■ Prompt:
Convert the rows into a numbered list, beginning at the row that has "Place a dot on every instance of the oriental" and stopping after the row that has "Place a dot on every instance of the front door, one". Skip blank lines, and leave the pictures out.

===== Entries provided =====

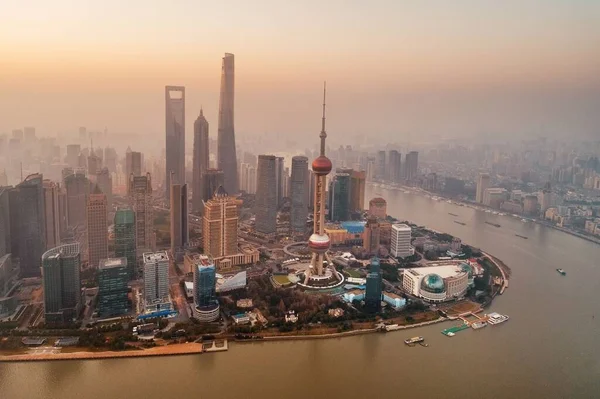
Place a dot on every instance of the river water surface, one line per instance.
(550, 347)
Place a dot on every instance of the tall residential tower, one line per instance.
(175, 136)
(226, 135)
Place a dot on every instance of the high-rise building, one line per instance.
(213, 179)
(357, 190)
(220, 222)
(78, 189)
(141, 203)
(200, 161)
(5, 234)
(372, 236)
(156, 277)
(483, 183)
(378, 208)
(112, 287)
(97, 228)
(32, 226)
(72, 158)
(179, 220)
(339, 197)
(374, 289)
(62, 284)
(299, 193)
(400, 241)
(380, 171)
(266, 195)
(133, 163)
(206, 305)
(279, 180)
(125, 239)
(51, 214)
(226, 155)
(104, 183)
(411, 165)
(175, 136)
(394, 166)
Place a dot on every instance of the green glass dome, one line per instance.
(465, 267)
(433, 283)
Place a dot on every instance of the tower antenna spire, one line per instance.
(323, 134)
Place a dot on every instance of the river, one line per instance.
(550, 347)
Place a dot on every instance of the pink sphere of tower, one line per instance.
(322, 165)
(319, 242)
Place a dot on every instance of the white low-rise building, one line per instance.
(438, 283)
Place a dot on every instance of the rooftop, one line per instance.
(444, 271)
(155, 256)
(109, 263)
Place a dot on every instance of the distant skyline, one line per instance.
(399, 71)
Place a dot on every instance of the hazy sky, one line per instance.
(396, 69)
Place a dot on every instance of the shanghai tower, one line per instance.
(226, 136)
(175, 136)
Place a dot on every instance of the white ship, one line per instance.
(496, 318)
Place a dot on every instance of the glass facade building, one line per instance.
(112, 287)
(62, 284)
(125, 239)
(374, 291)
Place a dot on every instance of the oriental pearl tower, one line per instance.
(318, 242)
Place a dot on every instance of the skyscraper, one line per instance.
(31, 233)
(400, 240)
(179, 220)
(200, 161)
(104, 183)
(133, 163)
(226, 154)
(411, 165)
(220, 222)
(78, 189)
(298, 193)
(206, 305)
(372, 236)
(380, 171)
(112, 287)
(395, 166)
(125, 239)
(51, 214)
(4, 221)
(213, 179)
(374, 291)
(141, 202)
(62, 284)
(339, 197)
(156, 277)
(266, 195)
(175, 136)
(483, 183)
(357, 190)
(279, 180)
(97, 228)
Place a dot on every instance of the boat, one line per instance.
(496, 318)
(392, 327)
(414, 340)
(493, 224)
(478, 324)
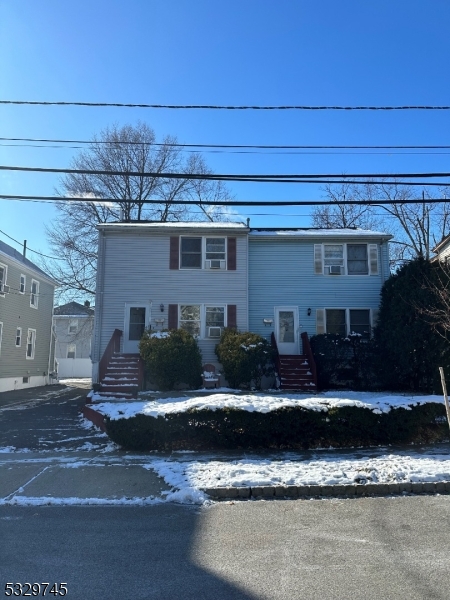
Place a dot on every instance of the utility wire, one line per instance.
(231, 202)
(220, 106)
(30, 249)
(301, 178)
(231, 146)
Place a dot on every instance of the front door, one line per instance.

=====
===== Entries provided =====

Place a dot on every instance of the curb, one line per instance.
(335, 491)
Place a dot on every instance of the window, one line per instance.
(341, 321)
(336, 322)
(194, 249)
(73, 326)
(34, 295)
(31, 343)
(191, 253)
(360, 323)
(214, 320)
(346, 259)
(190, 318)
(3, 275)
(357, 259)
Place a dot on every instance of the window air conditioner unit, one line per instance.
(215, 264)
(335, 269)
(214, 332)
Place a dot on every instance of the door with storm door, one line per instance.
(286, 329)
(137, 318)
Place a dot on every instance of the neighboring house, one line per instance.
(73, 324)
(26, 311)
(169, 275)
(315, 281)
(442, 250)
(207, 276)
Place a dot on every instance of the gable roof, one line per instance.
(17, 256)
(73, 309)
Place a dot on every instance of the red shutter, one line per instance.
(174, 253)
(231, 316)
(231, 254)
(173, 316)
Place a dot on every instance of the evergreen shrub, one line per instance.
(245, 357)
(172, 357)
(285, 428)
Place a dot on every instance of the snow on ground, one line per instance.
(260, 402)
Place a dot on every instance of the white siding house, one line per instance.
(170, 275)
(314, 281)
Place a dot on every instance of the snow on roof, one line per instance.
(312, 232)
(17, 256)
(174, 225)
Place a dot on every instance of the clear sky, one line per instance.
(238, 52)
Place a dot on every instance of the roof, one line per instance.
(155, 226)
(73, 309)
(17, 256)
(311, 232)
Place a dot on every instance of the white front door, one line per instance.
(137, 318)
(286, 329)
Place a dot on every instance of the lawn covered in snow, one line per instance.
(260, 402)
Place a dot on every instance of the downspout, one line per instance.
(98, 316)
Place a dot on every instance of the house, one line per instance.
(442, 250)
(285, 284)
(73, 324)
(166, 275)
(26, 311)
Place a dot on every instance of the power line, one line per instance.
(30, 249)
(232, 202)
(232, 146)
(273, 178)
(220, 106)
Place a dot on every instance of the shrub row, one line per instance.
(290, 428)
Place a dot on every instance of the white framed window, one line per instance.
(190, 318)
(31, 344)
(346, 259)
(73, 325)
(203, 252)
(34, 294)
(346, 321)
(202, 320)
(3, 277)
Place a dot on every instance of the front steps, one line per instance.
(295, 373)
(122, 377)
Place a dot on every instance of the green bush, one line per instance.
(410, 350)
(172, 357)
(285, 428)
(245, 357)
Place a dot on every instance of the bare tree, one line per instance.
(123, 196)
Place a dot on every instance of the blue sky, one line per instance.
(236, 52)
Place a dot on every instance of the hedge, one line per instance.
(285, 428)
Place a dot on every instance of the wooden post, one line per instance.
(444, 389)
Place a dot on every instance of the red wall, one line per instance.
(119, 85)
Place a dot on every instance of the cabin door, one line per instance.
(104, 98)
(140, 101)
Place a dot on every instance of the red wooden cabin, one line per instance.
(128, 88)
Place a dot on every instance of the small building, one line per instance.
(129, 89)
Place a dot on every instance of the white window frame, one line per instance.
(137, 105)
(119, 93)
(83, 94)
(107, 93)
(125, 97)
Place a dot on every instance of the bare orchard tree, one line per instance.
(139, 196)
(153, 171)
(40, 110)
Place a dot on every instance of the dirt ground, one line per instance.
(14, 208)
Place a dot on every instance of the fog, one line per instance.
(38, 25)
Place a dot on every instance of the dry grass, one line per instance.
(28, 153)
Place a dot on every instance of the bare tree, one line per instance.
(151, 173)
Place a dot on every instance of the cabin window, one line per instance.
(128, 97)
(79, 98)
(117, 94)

=====
===== Entries provided =====

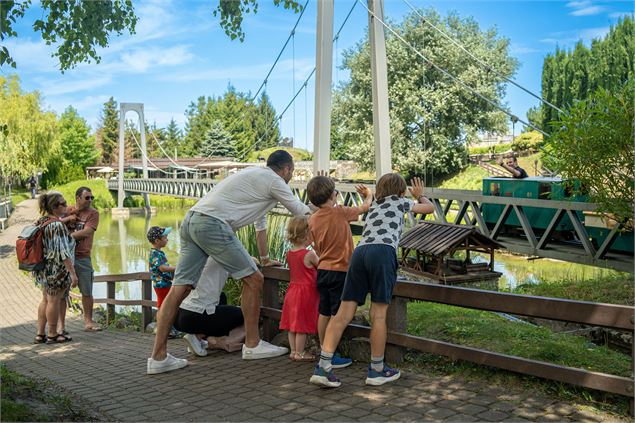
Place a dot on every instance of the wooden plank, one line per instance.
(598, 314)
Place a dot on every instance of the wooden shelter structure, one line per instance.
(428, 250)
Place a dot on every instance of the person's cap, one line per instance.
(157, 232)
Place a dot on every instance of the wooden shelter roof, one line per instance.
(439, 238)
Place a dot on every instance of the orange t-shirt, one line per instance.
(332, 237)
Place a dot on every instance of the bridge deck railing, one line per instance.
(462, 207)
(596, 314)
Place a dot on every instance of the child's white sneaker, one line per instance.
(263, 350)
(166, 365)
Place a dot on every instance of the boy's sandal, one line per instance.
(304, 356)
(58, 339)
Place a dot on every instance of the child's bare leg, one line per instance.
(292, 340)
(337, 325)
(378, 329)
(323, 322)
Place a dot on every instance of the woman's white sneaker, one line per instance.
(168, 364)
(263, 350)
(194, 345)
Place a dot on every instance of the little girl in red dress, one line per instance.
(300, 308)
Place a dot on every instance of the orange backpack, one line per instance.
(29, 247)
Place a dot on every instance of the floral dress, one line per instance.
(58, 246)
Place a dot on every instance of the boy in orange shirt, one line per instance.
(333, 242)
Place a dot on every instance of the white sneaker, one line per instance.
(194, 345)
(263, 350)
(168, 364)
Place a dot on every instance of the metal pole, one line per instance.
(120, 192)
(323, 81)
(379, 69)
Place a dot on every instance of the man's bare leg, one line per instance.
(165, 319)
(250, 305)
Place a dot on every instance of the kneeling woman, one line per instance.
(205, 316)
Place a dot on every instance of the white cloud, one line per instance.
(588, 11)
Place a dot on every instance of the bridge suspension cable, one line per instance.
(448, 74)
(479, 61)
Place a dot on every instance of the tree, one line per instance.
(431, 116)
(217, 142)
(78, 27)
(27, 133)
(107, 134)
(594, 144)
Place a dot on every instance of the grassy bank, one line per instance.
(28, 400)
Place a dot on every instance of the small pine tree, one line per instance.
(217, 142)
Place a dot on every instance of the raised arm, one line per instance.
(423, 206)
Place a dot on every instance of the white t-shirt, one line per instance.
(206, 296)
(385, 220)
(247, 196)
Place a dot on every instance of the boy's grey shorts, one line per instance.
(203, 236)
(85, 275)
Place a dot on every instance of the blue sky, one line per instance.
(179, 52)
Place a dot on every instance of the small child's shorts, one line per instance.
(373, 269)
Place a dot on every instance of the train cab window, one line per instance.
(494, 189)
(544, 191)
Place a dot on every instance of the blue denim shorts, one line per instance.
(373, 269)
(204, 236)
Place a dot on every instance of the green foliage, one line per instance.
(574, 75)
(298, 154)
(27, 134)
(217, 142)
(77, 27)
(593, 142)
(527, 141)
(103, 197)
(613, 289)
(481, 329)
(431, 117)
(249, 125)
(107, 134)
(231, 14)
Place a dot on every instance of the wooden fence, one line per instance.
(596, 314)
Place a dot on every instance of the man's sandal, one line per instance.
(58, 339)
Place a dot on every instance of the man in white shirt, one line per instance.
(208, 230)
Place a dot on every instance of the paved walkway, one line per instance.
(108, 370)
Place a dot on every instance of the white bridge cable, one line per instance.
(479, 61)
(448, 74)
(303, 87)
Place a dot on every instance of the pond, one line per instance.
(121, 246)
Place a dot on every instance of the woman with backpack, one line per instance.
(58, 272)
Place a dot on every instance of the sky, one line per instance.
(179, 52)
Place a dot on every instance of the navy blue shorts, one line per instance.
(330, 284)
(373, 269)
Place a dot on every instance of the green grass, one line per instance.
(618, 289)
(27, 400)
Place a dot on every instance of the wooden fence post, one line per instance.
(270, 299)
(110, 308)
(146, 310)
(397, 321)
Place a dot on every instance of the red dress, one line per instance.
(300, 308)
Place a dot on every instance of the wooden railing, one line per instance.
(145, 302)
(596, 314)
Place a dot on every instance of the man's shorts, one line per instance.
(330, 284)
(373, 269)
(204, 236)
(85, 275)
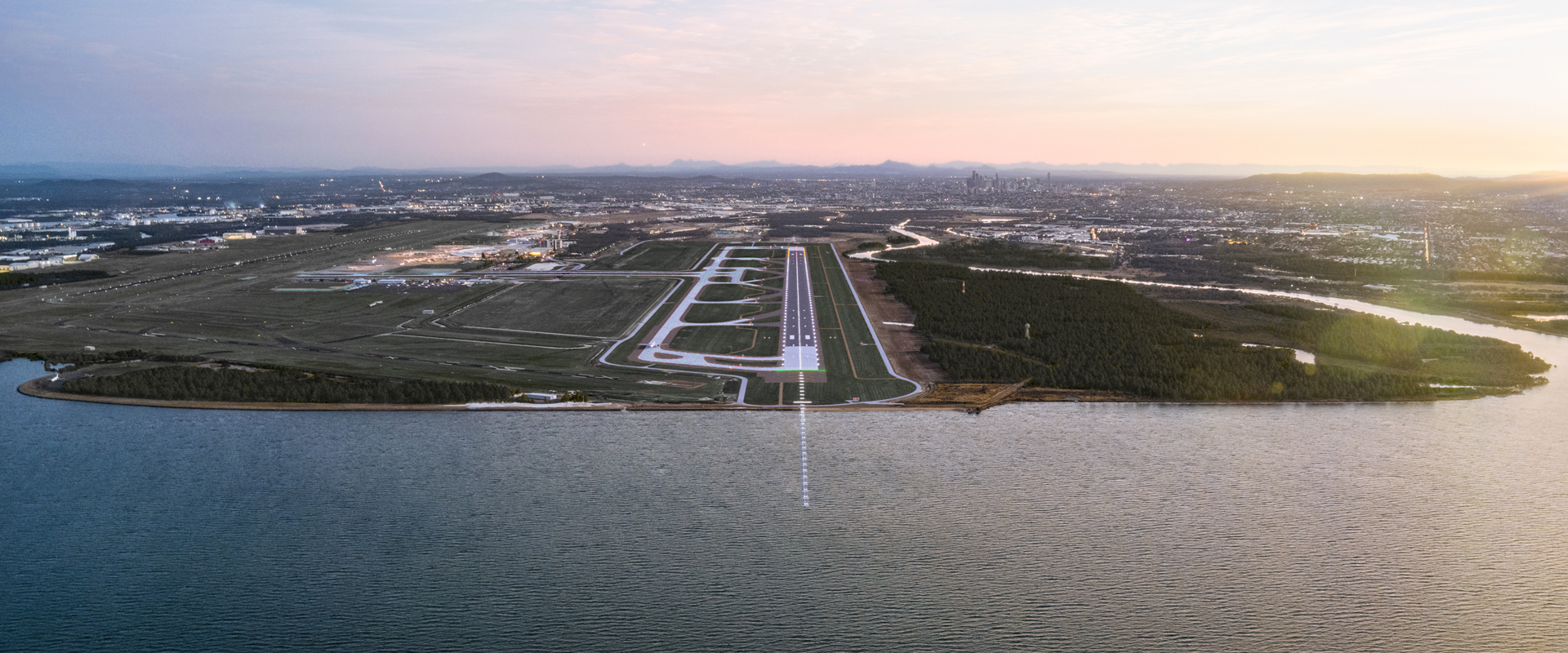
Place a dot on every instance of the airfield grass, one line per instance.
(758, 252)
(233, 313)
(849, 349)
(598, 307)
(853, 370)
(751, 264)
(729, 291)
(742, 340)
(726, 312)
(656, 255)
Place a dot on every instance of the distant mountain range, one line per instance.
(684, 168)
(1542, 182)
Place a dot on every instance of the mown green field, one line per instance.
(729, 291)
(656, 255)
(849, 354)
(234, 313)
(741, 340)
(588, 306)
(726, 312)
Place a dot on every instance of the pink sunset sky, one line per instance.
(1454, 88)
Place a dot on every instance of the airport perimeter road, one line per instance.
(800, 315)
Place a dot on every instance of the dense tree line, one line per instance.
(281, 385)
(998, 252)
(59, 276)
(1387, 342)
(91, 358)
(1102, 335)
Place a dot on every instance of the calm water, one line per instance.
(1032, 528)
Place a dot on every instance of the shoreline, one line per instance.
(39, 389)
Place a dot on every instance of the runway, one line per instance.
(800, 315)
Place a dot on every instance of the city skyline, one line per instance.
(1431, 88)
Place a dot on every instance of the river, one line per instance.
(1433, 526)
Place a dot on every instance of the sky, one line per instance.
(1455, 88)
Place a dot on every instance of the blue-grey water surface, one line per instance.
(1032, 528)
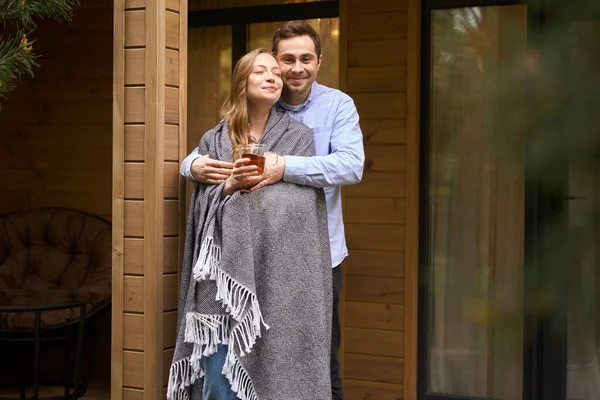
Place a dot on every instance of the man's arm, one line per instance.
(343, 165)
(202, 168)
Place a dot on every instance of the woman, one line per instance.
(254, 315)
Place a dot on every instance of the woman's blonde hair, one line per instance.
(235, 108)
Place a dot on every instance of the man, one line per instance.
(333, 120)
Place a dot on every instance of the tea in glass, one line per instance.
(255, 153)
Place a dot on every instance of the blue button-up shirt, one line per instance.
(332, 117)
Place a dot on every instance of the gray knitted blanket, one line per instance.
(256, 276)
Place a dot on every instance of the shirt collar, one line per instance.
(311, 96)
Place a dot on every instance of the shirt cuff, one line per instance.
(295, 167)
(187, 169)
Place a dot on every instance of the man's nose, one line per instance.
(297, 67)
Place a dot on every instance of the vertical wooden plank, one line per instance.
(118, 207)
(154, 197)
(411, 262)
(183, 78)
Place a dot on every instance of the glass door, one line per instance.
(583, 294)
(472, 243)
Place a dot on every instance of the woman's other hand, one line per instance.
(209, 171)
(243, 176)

=====

■ Task result:
1. Place a dot on every instance of the oriental pearl tower, one line per instance.
2. (318, 242)
3. Place a dot on every instance of the skyscraper, one line per instance.
4. (31, 233)
5. (400, 240)
6. (179, 220)
7. (200, 161)
8. (104, 183)
9. (133, 163)
10. (226, 154)
11. (411, 165)
12. (220, 222)
13. (78, 189)
14. (298, 193)
15. (206, 305)
16. (372, 236)
17. (380, 171)
18. (112, 287)
19. (395, 166)
20. (125, 239)
21. (51, 214)
22. (4, 221)
23. (213, 179)
24. (374, 291)
25. (141, 202)
26. (62, 284)
27. (339, 197)
28. (156, 277)
29. (266, 195)
30. (175, 136)
31. (483, 183)
32. (357, 190)
33. (279, 180)
34. (97, 228)
35. Place a dot on every instance of the boat, one line per instance.
36. (496, 318)
37. (392, 327)
38. (414, 340)
39. (493, 224)
40. (478, 324)
41. Place a dot on every instance of the utility wire, one line per instance.
42. (231, 202)
43. (220, 106)
44. (30, 249)
45. (301, 178)
46. (231, 146)
47. Place a dot on every instance of the front door, one line per instance.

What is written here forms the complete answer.